** Opening MATERIAL SUPPLIED block **

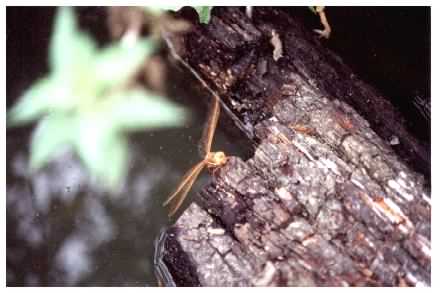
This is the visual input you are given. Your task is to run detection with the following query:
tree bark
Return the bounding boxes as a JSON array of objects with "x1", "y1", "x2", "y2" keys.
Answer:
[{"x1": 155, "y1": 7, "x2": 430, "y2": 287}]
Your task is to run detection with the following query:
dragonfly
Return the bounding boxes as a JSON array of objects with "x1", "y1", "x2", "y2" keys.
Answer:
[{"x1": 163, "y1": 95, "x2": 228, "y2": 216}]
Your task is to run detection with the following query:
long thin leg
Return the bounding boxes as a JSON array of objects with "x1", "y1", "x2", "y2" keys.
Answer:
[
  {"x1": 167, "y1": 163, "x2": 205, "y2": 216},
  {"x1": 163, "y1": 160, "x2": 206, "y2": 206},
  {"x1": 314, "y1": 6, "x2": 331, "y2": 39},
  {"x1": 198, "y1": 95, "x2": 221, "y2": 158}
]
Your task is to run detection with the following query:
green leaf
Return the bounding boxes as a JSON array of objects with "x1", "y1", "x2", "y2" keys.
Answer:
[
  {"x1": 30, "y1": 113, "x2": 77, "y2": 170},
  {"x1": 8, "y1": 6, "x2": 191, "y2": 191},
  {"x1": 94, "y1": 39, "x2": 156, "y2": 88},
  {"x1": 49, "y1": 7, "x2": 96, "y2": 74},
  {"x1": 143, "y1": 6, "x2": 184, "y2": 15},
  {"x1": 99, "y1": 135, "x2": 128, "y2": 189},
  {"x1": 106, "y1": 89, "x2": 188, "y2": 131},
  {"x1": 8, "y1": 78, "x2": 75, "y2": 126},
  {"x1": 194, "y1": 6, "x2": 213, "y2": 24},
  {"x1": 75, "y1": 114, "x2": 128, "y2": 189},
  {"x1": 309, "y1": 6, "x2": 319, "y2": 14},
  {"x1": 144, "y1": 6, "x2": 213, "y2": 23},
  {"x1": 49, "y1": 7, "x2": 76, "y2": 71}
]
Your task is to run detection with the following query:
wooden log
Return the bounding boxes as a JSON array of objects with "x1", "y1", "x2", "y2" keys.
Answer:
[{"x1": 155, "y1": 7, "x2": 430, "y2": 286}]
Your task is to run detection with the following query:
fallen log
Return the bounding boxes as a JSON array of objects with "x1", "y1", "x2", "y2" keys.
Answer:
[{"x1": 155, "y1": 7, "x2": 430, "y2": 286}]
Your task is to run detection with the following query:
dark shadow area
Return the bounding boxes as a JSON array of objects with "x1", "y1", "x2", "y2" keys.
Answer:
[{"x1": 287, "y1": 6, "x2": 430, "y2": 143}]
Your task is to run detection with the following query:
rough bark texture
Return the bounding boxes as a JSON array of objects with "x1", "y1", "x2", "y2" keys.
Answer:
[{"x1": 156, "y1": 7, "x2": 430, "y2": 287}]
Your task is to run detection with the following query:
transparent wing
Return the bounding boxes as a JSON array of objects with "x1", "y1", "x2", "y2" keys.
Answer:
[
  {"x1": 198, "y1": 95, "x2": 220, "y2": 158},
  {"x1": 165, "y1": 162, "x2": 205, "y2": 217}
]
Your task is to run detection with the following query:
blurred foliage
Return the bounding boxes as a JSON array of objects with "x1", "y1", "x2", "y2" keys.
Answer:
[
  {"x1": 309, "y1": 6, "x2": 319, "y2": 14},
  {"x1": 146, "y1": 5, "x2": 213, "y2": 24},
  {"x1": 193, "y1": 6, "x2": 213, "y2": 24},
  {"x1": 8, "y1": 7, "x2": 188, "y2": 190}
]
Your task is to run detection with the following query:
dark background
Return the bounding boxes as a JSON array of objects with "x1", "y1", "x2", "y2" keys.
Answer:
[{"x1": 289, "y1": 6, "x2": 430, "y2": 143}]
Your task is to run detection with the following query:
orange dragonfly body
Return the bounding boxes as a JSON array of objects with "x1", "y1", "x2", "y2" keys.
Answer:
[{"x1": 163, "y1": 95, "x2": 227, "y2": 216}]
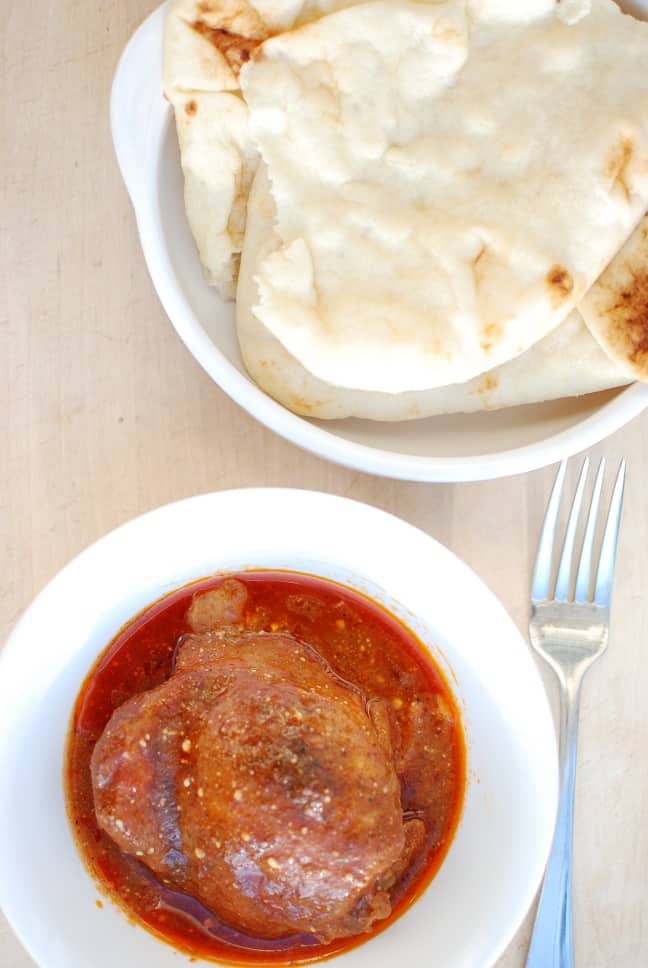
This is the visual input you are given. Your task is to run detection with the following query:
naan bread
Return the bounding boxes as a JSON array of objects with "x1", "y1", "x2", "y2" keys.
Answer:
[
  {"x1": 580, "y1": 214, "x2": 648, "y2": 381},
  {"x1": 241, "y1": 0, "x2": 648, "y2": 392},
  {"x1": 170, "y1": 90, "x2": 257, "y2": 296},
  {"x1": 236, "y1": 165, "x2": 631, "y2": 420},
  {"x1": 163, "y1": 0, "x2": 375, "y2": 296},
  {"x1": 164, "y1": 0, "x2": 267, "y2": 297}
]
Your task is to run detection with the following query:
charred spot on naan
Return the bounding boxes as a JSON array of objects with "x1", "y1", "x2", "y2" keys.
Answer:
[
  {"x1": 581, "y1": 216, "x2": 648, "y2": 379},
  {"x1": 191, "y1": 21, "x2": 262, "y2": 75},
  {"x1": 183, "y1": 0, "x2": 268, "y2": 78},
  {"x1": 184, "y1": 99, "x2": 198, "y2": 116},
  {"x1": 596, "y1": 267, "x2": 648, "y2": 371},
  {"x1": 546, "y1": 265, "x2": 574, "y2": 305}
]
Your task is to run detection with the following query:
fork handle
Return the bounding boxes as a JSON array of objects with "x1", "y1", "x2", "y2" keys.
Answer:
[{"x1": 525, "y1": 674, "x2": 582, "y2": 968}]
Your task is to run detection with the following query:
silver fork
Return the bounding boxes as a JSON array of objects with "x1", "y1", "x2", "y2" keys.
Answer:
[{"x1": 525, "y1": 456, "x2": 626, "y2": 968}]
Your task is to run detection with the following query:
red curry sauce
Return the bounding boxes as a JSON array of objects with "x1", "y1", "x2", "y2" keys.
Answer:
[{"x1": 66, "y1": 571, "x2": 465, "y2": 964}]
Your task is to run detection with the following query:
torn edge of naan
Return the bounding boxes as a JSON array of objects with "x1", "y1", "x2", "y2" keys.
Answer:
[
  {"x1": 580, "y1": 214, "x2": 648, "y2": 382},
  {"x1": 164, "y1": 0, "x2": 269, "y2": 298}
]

** Closing MATERIAL SUPPLIED block **

- _WORK REQUEST_:
For every line above that includes the word "naan", return the line.

- _RESULT BELOW_:
naan bread
charred spot on naan
torn edge of naan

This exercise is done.